● **What the task requires**:
From the wallflower text below, list every shade in which the text says cultivars have been developed.

● **Text segment**:
Thursday, 24 February 2022

WALLFLOWERS

Erysimum cheiri syn. Cheiranthus cheiri (common name "wallflower") is a species of flowering plant in the family Brassicaceae (Cruciferae), native to Europe but widespread as an introduced species elsewhere. It is also widely cultivated as a garden plant. This is a herbaceous perennial, often grown as a biennial, with one or more highly branching stems reaching heights of 15–80 cm. The leaves are generally narrow and pointed and may be up to 20 cm long.

The top of the stem is occupied by a club-shaped inflorescence of strongly scented flowers. Each flower has purplish-green sepals and rounded petals which are two to three cm long and in shades of bright yellows to reds and purples. The flowers fall away to leave long fruits which are narrow, hairy siliques several cm in length. This is a popular ornamental plant, widely cultivated for its abundant, fragrant flowers in spring.

Many cultivars have been developed, in shades of yellow, orange, red, maroon, purple, brown, white and cream. It associates well in bedding schemes with other spring flowers such as tulips and forget-me-nots. It is usually grown as a biennial, sown one year to flower the next, and then discarded. This is partly because of its tendency to grow spindly and leggy during its second year, but more importantly its susceptibility to infections such as clubroot.

This post is part of the Floral Friday Fotos meme.

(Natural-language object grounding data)
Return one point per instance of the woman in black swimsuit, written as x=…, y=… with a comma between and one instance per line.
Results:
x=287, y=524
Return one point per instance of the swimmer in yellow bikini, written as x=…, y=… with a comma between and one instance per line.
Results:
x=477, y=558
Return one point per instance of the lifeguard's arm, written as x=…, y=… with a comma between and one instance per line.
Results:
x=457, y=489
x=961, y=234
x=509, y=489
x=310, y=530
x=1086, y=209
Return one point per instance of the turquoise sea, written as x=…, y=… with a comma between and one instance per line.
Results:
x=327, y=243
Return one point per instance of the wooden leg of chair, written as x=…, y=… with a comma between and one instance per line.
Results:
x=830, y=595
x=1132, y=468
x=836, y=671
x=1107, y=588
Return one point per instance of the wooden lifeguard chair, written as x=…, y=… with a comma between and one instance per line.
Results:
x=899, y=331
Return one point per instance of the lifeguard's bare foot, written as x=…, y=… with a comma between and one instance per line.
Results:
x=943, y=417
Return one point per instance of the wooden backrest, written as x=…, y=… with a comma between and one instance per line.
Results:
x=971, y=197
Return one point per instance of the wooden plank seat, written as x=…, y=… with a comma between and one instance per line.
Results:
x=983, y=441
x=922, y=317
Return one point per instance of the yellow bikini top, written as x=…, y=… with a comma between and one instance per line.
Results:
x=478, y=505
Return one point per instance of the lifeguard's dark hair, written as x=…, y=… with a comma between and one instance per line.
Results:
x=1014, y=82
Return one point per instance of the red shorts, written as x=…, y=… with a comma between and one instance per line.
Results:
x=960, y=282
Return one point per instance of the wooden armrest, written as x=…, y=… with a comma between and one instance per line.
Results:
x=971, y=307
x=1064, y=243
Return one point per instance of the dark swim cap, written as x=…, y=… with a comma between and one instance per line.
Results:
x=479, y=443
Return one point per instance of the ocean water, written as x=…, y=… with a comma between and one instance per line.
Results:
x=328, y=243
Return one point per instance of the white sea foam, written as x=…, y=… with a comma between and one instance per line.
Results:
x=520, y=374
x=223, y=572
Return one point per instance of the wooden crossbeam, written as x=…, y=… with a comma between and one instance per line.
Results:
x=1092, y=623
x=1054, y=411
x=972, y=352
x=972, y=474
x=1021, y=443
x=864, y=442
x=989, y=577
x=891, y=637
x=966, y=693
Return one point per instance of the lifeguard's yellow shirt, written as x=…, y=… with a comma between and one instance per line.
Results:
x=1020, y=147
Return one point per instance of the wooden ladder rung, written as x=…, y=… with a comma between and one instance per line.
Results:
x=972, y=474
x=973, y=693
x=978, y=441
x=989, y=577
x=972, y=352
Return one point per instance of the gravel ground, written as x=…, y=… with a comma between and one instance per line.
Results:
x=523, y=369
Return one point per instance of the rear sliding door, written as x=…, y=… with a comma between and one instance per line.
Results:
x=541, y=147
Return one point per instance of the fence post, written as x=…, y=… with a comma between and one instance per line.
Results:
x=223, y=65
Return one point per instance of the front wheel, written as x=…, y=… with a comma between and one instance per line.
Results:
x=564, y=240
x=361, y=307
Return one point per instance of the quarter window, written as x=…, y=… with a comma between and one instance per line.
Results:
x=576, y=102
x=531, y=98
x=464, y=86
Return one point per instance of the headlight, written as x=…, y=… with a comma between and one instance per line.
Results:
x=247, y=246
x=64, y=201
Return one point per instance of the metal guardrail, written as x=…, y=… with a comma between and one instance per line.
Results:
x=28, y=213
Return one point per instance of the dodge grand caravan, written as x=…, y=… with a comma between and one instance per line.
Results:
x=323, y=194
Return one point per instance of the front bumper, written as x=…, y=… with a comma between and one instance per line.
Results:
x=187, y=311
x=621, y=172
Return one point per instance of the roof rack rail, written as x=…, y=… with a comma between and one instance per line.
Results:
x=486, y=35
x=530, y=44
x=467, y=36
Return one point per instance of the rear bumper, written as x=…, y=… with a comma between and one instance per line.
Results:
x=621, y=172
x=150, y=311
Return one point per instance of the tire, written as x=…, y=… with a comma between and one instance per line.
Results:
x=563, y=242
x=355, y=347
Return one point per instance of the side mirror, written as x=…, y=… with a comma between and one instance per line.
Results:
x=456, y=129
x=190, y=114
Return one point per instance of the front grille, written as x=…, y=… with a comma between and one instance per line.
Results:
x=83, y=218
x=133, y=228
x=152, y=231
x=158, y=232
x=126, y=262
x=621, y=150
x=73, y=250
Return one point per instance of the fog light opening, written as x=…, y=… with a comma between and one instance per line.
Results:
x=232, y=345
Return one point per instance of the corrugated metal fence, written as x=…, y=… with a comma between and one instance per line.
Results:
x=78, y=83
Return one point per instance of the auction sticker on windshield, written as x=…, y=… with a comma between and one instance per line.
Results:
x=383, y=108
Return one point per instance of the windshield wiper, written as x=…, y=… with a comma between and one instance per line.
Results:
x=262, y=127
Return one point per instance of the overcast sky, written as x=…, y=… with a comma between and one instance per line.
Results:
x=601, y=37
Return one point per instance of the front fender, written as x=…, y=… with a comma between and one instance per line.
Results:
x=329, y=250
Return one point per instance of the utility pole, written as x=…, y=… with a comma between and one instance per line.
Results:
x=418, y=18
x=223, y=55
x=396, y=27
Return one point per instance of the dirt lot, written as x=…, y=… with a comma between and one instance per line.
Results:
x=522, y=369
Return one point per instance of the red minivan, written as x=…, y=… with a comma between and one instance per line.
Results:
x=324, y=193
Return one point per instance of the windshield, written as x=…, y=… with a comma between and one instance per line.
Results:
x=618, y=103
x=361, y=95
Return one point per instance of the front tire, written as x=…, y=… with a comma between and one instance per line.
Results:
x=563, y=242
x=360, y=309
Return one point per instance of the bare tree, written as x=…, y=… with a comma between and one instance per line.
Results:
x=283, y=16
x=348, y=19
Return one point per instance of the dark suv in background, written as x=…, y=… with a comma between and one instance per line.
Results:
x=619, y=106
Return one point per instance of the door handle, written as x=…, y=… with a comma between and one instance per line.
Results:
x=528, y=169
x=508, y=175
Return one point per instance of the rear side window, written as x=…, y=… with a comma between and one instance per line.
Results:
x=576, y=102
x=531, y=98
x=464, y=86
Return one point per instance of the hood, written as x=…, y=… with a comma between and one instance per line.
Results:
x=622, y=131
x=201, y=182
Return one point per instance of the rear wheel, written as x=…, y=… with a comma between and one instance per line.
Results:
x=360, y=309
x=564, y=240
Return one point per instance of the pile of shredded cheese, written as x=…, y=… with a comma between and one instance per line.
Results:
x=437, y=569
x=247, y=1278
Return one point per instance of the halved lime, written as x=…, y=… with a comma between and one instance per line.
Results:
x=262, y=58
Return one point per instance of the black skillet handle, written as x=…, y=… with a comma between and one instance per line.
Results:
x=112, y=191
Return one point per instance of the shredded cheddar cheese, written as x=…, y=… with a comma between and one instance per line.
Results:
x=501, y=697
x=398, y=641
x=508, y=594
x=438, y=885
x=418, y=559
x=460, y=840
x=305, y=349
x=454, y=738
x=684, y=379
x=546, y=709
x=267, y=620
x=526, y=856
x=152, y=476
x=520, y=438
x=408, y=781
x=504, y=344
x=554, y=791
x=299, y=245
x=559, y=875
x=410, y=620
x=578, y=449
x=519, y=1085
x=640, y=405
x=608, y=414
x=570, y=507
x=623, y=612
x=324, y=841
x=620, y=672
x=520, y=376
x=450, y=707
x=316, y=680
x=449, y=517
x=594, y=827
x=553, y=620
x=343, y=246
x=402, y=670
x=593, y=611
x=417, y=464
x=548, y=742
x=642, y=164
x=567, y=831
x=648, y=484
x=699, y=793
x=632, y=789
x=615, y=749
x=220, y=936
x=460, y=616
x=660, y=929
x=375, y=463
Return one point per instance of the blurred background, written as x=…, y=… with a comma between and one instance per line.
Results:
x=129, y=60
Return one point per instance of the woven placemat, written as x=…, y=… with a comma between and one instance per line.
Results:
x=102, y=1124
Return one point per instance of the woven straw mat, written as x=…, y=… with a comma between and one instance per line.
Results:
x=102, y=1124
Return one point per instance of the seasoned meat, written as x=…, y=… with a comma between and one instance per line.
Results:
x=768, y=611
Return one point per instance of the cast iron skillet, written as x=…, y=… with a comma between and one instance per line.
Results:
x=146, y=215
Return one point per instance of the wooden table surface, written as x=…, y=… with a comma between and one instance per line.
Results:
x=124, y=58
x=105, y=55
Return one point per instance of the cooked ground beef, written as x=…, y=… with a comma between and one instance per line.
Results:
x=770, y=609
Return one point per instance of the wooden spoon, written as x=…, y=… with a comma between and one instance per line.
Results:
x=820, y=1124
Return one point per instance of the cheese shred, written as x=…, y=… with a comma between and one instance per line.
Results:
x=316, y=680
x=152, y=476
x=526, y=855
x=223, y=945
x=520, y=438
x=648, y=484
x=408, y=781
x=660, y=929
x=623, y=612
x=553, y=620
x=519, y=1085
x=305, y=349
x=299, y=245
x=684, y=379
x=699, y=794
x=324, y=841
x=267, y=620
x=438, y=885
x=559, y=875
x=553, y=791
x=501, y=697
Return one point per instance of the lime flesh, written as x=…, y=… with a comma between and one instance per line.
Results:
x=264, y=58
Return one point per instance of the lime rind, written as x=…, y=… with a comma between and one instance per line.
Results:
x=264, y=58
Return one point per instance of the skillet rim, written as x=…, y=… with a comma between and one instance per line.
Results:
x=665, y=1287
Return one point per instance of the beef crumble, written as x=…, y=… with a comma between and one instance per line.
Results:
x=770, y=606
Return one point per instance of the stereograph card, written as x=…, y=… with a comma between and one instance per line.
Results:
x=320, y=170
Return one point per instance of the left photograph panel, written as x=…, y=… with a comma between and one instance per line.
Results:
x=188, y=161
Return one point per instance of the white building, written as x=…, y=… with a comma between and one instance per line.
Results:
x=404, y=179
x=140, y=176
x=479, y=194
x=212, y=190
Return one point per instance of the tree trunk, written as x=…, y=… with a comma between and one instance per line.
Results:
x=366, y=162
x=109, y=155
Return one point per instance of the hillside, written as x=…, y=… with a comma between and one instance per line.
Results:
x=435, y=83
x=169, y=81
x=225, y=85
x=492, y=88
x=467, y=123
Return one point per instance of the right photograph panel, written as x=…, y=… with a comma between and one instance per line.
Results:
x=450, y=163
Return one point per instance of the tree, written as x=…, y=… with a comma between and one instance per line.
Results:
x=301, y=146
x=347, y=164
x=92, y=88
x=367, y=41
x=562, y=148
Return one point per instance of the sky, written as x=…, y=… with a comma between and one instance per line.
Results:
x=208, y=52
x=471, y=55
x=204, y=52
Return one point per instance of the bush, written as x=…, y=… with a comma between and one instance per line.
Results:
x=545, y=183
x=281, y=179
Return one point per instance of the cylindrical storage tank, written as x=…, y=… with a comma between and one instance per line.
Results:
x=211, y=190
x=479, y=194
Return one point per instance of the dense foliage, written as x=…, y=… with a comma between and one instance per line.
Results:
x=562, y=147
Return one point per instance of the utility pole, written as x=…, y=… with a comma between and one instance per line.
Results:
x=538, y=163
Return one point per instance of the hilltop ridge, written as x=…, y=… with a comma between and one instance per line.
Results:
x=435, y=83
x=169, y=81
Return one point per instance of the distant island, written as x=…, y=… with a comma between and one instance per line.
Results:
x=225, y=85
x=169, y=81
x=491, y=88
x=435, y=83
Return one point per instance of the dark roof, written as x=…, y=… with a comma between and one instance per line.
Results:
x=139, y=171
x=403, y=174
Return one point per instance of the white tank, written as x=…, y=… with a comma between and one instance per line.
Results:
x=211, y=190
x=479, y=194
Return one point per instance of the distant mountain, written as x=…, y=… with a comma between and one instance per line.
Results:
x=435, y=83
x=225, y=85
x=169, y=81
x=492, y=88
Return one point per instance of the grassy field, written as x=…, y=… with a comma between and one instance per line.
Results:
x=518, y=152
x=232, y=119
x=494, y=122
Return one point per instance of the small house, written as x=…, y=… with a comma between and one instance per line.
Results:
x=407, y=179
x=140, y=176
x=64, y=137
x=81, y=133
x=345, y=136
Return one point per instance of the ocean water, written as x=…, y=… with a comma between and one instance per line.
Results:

● **Your solution**:
yellow, orange, red, maroon, purple, brown, white, cream